• WHAT THE EXERCISE ASKS
Display each line in the records below that contains the word "surface".

[Point labeling examples]
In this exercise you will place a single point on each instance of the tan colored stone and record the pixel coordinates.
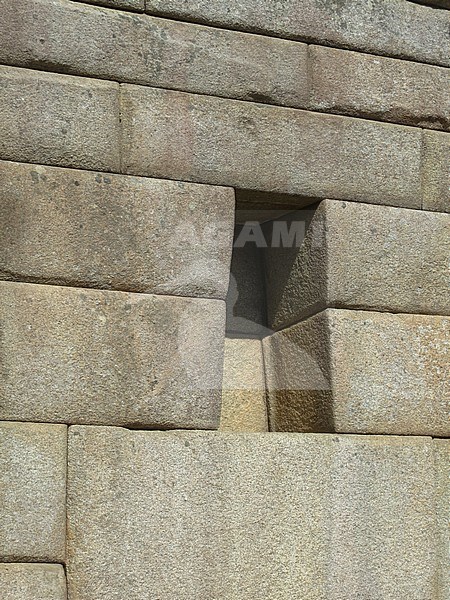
(33, 461)
(244, 387)
(70, 37)
(394, 28)
(90, 229)
(32, 582)
(436, 171)
(359, 256)
(360, 372)
(59, 120)
(375, 87)
(241, 144)
(212, 515)
(110, 358)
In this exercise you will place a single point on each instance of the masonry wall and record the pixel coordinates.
(182, 418)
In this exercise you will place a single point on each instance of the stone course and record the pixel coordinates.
(360, 372)
(110, 358)
(89, 229)
(33, 461)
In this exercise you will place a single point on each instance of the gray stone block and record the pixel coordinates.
(396, 28)
(226, 142)
(32, 582)
(381, 88)
(58, 119)
(212, 515)
(83, 40)
(360, 256)
(90, 229)
(33, 461)
(244, 387)
(110, 358)
(360, 372)
(436, 171)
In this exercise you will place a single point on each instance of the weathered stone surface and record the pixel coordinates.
(32, 582)
(395, 28)
(436, 171)
(163, 53)
(92, 229)
(58, 119)
(96, 357)
(33, 459)
(375, 87)
(280, 516)
(360, 256)
(244, 387)
(226, 142)
(360, 372)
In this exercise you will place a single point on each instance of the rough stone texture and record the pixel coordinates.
(395, 28)
(360, 372)
(58, 119)
(361, 256)
(375, 87)
(32, 582)
(45, 34)
(442, 467)
(33, 460)
(96, 357)
(226, 142)
(214, 515)
(436, 171)
(91, 229)
(244, 387)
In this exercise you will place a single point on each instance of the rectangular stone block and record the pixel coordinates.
(89, 229)
(110, 358)
(358, 255)
(360, 372)
(226, 142)
(33, 461)
(59, 120)
(373, 87)
(436, 171)
(396, 28)
(280, 516)
(133, 48)
(244, 387)
(32, 582)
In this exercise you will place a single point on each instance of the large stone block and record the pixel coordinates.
(95, 357)
(226, 142)
(33, 462)
(90, 229)
(212, 515)
(395, 28)
(32, 582)
(375, 87)
(84, 40)
(244, 387)
(58, 119)
(360, 256)
(360, 372)
(436, 171)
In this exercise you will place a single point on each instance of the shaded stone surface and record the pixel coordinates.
(91, 229)
(59, 119)
(116, 358)
(32, 582)
(33, 461)
(360, 372)
(360, 256)
(213, 515)
(247, 145)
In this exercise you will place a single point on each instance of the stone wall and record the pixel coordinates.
(185, 416)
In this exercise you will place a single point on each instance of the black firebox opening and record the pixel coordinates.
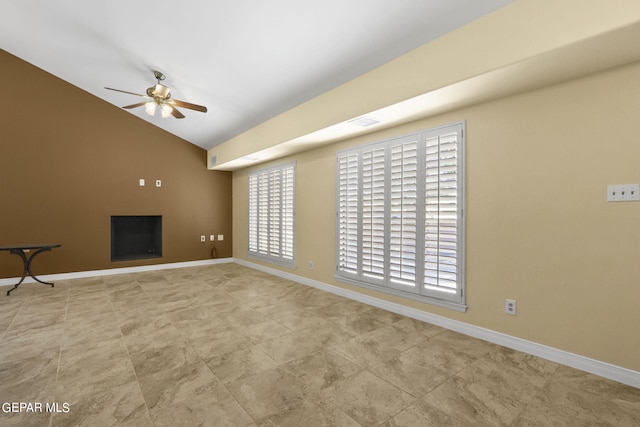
(136, 237)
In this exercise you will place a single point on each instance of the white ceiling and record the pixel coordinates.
(246, 60)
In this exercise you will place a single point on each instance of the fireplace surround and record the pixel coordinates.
(136, 237)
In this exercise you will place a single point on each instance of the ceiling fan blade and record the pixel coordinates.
(124, 91)
(139, 104)
(177, 114)
(188, 105)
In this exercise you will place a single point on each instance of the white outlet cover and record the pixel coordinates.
(623, 193)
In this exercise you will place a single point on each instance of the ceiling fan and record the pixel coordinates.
(158, 97)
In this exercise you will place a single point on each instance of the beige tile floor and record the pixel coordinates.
(226, 345)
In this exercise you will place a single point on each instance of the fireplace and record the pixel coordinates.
(136, 237)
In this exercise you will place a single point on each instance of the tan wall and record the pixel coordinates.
(68, 161)
(539, 229)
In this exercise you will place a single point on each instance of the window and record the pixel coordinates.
(272, 214)
(400, 224)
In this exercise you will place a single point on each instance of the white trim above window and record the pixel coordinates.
(400, 216)
(272, 214)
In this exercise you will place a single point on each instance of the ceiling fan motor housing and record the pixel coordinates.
(159, 91)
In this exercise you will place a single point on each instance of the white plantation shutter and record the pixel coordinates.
(348, 213)
(441, 209)
(272, 214)
(403, 215)
(400, 226)
(373, 207)
(288, 212)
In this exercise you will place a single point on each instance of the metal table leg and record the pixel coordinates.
(27, 266)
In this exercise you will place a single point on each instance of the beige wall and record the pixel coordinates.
(68, 161)
(539, 229)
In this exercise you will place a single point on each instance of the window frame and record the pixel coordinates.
(411, 241)
(276, 203)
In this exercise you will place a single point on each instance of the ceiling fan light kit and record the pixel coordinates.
(159, 95)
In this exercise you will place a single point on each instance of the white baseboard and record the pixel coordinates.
(110, 271)
(586, 364)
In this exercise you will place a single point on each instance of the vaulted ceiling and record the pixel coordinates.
(246, 60)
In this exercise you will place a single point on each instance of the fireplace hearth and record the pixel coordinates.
(136, 237)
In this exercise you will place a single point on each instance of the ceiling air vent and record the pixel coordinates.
(364, 121)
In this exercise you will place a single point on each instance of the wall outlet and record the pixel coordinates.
(510, 307)
(623, 193)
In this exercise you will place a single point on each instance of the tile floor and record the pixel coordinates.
(225, 345)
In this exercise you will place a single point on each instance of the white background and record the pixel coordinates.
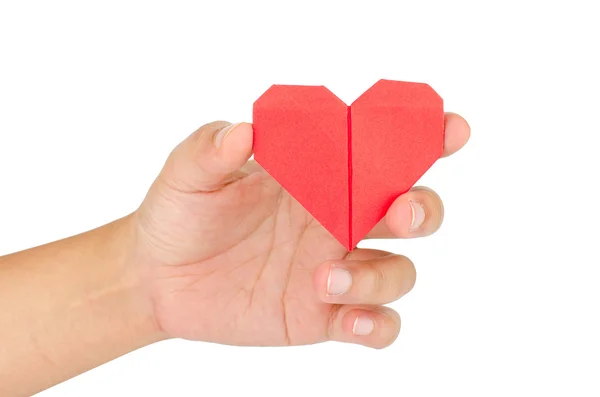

• RESULT OF THIS TASK
In this exercise you will place a single point on each instance of the weathered stone surface and record the pixel coordinates.
In this exercise you will place a single point on each instance of the shaded stone surface and record the pixel coordinates.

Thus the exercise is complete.